• WHAT THIS TASK INVOLVES: From the line that contains "Can you see the woman in" to the final line of the entries, return every line exactly and leave out all others.

━━━ RECORD SET

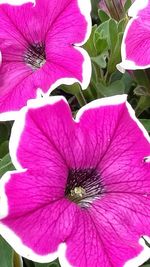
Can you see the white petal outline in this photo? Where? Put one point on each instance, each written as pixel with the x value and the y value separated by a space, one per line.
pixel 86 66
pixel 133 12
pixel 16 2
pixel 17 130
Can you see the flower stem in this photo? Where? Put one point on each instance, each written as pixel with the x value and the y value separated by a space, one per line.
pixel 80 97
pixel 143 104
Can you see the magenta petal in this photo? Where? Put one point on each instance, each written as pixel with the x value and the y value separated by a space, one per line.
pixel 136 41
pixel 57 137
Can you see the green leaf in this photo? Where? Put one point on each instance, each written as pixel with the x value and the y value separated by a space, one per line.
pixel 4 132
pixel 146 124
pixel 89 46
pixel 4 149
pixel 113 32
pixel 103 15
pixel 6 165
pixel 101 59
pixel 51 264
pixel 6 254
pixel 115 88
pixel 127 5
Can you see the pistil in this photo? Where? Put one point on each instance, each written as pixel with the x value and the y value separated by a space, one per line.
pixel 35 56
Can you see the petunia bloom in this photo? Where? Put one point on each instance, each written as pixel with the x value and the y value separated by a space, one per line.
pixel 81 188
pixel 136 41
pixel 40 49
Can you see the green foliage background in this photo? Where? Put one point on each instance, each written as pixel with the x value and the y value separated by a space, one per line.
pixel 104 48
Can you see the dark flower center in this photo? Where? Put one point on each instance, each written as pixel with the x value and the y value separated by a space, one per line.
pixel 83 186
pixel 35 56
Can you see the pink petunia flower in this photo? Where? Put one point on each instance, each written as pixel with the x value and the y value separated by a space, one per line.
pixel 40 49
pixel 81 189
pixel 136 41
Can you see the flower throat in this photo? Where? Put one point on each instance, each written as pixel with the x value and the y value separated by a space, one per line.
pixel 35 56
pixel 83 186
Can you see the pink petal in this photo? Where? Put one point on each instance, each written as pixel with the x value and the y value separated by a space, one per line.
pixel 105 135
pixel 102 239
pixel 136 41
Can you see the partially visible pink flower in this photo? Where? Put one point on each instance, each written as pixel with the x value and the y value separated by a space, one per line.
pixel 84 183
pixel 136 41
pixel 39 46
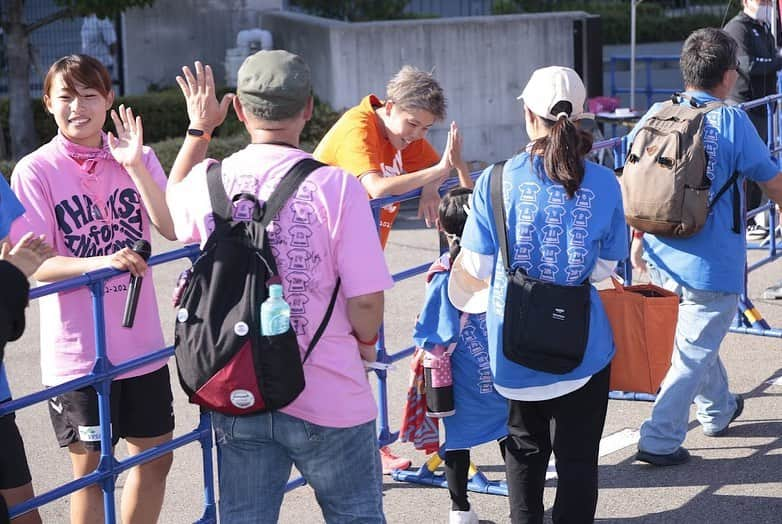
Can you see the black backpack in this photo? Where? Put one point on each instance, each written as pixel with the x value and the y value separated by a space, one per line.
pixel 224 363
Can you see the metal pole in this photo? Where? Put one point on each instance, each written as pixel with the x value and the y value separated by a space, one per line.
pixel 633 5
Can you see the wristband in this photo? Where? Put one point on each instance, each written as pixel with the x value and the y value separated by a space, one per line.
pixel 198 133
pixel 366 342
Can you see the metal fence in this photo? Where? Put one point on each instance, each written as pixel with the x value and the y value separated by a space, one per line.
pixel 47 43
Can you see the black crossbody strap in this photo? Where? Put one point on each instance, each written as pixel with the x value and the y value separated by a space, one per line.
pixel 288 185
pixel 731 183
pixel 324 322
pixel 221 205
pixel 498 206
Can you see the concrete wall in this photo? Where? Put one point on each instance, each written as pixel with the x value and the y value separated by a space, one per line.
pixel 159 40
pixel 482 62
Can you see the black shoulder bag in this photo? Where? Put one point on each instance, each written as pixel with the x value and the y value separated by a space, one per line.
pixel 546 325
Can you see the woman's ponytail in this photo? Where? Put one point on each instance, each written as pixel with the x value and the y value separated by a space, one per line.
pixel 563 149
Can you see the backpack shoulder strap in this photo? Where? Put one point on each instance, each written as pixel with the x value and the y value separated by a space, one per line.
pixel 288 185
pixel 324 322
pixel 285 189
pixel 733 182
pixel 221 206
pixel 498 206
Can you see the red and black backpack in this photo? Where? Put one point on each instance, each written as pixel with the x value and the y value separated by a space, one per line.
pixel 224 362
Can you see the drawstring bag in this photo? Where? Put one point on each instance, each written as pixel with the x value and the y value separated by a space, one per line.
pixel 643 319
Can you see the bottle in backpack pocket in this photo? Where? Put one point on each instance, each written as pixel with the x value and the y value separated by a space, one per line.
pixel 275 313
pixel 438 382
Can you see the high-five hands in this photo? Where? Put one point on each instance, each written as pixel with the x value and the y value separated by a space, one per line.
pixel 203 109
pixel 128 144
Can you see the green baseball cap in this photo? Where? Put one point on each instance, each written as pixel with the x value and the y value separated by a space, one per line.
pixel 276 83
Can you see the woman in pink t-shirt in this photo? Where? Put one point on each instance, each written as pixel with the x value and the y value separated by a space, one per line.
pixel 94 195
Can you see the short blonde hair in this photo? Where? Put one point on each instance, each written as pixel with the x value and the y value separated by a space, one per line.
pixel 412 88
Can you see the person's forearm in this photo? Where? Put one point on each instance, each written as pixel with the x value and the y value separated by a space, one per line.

━━━━━━

• RESULT:
Can you see the woman in pink t-shirt in this photo? Where? Put one point on each instance, each written as pixel with the x value and the y value separated by a space, one per line.
pixel 94 195
Can you see the short blonde hair in this photo? Where? Put one point on each instance, each written as pixel with the x value and the y value separated by a space, one per line.
pixel 412 88
Can you see the person's forearm in this photo? Where? Put one point on each instance, each written as pixel with the x value and the y value separated by a space, one per line.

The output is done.